# The exercise
Carry on the review of the Fort Plain Museum bookstore below, beginning directly after its last sentence.

# Text extract
☆ ☆ ☆ ☆
If there is one thing calculated to part me from my plews as fast as a free trapper at rendezvous (other than CZ-USA dropping an entirely new line of rifles…) it’s a really good museum bookstore in Mohawk country. And some dastardly soul threw just such a thing down right in my path. Talkin’ about the Fort Plain Museum Bookstore.
The Fort Plain Museum & Historical Park is on the grounds of a Revolutionary War-era fort in the storied Mohawk Valley, a dark and bloody ground of frontier civil war in the 1770s. The bookstore reflects and expands upon that history. What a collection of American Revolution books — with an unusual focus on the frontier. Here’s a few that caught my eye, and will likely land on Badass Santa’s Christmas list. No, wait — here’ the plan: A tour of the Mohawk Valley, with a final stop with a shipping container at the Fort Plain Museum & Historical Park Book Store. NOW were talkin’…
*
After reading about the attempted conquest of Canada in Rick Atkinson’s magnificent first volume of his American Revolution trilogy, The British Are Coming, I’m primed for this new tome…
In May 1776 more than two hundred Indian warriors descended the St. Lawrence River to attack Continental forces at the Cedars, west of Montreal. In just three days’ fighting, the Native Americans and their British and Canadian allies forced the American fort to surrender and ambushed a fatally delayed relief column. In Down the Warpath to the Cedars, author Mark R. Anderson flips the usual perspective on this early engagement and focuses on its Native participants—their motivations, battlefield conduct, and the event’s impact in their world. In this way, Anderson’s work establishes and explains Native Americans’ centrality in the Revolutionary War’s northern theater.
Anderson’s dramatic, deftly written narrative encompasses decisive diplomatic encounters, political intrigue, and scenes of brutal violence but is rooted in deep archival research and ethnohistorical scholarship. It sheds new light on the alleged massacre and atrocities that other accounts typically focus on. At the same time, Anderson traces the aftermath for Indian captives and military hostages, as well as the political impact of the Cedars reaching all the way to the Declaration of Independence. The action at the Cedars emerges here as a watershed moment, when Indian neutrality frayed to the point that hundreds of northern warriors entered the fight between crown and colonies.
☆ ☆ ☆ ☆
# Data shown
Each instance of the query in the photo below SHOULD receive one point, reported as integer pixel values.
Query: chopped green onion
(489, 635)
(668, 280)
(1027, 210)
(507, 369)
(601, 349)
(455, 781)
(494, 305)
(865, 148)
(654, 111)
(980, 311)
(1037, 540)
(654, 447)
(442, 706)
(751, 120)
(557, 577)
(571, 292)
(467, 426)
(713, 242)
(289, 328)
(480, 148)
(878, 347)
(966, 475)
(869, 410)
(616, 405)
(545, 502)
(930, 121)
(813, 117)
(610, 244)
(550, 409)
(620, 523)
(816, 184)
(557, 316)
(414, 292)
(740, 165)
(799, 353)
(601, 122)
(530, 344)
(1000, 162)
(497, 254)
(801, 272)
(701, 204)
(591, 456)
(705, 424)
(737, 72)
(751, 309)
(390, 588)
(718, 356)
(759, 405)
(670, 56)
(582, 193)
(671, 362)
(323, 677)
☆ ☆ ☆ ☆
# Result of this task
Adroitly interweaving the stories of diverse characters—chiefs, officials, agents, soldiers, and warriors—Down the Warpath to the Cedars produces a complex picture, and a definitive account, of the Revolutionary War’s first Indian battles, an account that significantly expands our historical understanding of the northern theater of the American Revolution.
*
This one’s been around for a while. Something that is poorly understood by the general public is that there wasn’t really a “frontier” line between white Euro-American settlement and “Indian Country.” in places like the Mohawk Valley, cultures were intermingled physically, economically and culturally in complicated ways. That makes for a much more interesting and, shall we say, “textured” tale…
The Texture of Contact is a landmark study of Iroquois and European communities and coexistence in eastern North America before the American Revolution. David L. Preston details the ways in which European and Iroquois settlers on the frontiers creatively adapted to each other’s presence, weaving webs of mutually beneficial social, economic, and religious relationships that sustained the peace for most of the eighteenth century.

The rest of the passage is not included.